◆ Problem statement
Restate all of the data exactly.

◆ Object location annotation data
* start *
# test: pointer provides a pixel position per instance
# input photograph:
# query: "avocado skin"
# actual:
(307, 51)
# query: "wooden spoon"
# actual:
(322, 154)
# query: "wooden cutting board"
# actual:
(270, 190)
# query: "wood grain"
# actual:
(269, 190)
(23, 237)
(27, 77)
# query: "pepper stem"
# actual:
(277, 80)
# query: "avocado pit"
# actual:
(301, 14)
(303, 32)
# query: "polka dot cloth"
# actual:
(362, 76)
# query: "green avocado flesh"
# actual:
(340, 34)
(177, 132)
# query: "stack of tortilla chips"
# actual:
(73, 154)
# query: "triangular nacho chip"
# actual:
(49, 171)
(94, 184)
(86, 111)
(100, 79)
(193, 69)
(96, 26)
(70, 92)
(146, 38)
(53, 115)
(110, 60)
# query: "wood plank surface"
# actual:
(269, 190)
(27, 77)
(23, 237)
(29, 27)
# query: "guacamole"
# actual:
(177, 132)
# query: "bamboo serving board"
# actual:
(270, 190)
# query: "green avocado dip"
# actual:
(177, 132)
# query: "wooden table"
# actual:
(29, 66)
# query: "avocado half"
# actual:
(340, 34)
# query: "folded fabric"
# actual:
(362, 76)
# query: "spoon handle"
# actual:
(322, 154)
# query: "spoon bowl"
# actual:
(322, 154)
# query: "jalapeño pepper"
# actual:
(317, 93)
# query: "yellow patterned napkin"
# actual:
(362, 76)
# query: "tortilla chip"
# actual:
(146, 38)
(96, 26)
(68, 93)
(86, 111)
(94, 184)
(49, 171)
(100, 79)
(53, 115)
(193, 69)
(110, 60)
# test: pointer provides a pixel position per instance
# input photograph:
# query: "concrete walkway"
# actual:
* end *
◆ In response
# test: pointer provides a pixel position per instance
# input photograph:
# query: "avocado skin"
# actual:
(307, 51)
# query: "wooden spoon"
# actual:
(322, 154)
# query: "wooden cutting board"
# actual:
(270, 190)
# query: "wood grain"
# actual:
(269, 190)
(23, 237)
(27, 77)
# query: "pepper stem"
# actual:
(277, 80)
# query: "avocado pit"
# actual:
(301, 14)
(303, 32)
# query: "polka dot cloth"
# actual:
(362, 76)
# query: "green avocado flesh"
# actual:
(340, 34)
(177, 132)
# query: "stack of tortilla chips"
# actual:
(73, 154)
# query: "triangular nacho chip"
# actual:
(49, 171)
(94, 184)
(86, 111)
(100, 79)
(193, 69)
(96, 26)
(70, 92)
(146, 38)
(53, 115)
(110, 60)
# query: "wood plank surface"
# actual:
(269, 190)
(27, 77)
(23, 237)
(29, 27)
# query: "guacamole"
# actual:
(177, 132)
# query: "bamboo serving board"
# actual:
(270, 190)
# query: "green avocado dip"
# actual:
(177, 132)
# query: "wooden table"
# actual:
(29, 66)
# query: "avocado half"
# actual:
(340, 34)
# query: "folded fabric"
# actual:
(362, 76)
# query: "spoon handle"
# actual:
(322, 154)
# query: "spoon bowl"
# actual:
(322, 154)
# query: "jalapeño pepper"
# actual:
(317, 93)
# query: "yellow patterned napkin"
# actual:
(362, 76)
# query: "tortilla chip"
# actual:
(146, 38)
(96, 26)
(68, 93)
(86, 111)
(94, 184)
(49, 171)
(100, 79)
(53, 115)
(193, 69)
(110, 60)
# test: pointer provides a pixel position per instance
# input photograph:
# query: "concrete walkway"
# actual:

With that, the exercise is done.